**Exercise description**: Please say how many lines below include the word "item", with nothing beyond the number.

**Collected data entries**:
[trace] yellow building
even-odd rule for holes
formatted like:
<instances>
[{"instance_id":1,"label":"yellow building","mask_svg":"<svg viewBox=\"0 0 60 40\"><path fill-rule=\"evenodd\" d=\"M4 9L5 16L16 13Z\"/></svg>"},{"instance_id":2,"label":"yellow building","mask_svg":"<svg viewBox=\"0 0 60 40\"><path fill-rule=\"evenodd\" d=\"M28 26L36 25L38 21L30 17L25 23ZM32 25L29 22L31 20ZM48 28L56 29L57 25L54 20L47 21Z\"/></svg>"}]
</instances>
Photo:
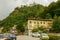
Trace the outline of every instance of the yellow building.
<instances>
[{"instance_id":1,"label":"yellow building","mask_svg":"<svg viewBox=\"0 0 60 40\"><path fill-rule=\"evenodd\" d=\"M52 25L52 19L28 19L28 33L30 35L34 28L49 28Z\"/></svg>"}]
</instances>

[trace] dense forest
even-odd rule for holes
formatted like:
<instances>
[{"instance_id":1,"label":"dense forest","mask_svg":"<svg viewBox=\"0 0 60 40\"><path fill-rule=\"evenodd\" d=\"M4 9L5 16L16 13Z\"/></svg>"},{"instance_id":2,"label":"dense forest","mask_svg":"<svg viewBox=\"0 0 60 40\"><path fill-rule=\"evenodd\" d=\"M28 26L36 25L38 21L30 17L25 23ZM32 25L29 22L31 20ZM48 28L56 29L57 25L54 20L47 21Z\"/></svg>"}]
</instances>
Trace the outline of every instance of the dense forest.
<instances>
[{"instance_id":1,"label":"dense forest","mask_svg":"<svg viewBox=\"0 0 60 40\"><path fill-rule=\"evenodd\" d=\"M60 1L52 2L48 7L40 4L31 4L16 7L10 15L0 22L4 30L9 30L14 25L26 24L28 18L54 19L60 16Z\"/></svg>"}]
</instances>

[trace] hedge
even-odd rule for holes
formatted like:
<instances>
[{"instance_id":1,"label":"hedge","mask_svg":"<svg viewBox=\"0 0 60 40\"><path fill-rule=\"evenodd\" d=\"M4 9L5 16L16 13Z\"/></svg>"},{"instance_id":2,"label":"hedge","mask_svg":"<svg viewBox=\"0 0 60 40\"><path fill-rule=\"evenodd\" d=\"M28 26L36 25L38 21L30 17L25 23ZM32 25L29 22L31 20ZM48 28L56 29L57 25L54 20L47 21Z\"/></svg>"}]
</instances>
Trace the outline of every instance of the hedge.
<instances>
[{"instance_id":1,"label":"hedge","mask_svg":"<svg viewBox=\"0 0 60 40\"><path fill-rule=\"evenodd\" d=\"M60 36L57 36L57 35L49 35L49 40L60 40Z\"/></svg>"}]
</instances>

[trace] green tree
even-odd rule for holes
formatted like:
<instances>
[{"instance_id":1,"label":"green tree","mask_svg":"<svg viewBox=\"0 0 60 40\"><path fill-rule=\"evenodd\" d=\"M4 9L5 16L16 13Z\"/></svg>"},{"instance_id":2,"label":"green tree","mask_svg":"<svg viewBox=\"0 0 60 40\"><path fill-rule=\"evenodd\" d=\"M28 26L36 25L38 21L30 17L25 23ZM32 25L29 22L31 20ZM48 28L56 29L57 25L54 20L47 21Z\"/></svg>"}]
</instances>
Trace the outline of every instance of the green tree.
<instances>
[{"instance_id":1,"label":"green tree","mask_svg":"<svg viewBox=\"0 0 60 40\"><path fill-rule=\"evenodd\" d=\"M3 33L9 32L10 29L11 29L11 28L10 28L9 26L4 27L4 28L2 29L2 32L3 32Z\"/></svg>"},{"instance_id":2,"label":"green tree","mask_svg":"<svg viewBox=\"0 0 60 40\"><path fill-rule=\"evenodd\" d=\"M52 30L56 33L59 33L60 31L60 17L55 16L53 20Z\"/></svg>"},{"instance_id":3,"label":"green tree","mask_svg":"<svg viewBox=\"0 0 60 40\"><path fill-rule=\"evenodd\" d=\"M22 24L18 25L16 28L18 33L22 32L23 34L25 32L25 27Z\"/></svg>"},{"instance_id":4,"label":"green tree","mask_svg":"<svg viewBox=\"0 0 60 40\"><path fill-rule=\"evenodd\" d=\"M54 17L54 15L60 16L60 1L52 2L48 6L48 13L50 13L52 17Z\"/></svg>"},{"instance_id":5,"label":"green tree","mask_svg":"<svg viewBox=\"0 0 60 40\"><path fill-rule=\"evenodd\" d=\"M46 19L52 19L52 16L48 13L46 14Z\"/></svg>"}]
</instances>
==
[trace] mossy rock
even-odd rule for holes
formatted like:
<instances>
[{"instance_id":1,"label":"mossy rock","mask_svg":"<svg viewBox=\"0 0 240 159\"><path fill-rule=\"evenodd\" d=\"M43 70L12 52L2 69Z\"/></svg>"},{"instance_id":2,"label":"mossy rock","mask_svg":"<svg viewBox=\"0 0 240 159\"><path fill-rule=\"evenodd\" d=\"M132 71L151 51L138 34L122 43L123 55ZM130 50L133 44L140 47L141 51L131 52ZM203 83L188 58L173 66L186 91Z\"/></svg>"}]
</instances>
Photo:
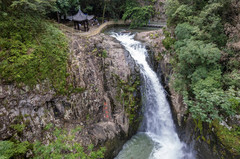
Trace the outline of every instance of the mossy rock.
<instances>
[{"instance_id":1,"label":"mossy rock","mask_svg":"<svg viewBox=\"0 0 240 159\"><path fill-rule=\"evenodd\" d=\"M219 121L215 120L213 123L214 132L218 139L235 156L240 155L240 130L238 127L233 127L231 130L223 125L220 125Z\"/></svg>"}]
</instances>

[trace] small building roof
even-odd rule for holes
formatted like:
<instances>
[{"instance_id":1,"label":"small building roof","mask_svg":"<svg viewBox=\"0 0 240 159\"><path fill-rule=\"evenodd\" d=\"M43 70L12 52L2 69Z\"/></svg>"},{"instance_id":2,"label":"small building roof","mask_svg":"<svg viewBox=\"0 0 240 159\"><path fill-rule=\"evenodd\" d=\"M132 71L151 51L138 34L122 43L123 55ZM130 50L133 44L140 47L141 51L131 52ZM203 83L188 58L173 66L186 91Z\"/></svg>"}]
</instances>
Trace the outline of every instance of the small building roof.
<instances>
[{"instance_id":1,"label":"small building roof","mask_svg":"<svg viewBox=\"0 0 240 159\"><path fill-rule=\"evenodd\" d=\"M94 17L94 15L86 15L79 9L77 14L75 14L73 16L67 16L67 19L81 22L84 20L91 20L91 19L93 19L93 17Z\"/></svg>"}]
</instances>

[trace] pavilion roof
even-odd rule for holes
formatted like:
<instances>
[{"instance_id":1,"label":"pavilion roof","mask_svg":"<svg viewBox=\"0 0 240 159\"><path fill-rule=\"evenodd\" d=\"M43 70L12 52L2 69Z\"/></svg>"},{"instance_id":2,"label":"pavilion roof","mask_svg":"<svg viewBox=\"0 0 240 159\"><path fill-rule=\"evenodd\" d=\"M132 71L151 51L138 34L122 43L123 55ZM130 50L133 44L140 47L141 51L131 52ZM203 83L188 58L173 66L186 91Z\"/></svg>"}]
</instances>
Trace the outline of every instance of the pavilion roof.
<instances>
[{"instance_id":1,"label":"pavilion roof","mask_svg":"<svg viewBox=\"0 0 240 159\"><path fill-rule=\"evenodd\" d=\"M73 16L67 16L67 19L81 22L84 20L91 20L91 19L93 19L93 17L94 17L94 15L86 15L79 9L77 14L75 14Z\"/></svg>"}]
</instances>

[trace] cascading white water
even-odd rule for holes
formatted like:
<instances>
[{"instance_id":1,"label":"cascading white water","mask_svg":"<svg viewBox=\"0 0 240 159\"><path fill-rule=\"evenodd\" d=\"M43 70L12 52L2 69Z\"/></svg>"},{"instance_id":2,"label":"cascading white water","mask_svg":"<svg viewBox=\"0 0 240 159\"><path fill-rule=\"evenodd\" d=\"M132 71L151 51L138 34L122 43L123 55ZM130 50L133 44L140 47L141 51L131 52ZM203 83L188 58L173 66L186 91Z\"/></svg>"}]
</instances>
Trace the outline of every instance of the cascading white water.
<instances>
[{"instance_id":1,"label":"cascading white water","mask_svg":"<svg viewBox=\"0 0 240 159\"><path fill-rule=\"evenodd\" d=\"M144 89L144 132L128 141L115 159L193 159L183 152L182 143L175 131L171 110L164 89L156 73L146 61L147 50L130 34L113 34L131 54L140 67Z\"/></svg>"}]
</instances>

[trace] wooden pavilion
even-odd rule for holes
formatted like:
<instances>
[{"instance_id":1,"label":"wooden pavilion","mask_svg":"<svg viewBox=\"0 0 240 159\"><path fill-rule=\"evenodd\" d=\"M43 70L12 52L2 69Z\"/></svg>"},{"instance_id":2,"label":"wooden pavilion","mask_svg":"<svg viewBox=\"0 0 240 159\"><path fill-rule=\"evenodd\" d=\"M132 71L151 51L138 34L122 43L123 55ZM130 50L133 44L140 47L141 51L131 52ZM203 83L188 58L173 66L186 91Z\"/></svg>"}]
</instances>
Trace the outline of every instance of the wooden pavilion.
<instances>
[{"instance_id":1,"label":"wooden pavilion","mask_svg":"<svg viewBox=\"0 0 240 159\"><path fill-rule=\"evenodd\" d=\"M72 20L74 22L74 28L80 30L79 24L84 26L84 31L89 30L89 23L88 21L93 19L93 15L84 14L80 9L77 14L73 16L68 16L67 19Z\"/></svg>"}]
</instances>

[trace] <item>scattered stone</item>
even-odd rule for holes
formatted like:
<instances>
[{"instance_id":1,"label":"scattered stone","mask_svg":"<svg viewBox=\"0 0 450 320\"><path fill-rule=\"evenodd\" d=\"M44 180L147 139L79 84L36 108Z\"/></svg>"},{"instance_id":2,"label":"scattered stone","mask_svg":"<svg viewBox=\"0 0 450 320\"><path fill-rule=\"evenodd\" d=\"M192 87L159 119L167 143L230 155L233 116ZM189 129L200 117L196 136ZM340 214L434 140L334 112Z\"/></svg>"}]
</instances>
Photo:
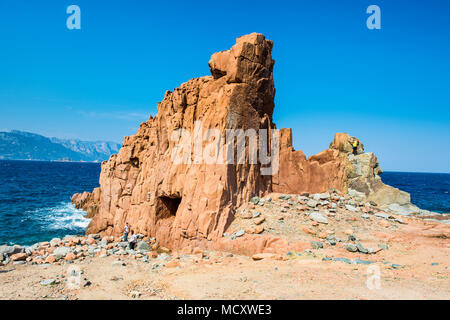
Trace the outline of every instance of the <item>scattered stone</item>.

**Result of this task**: 2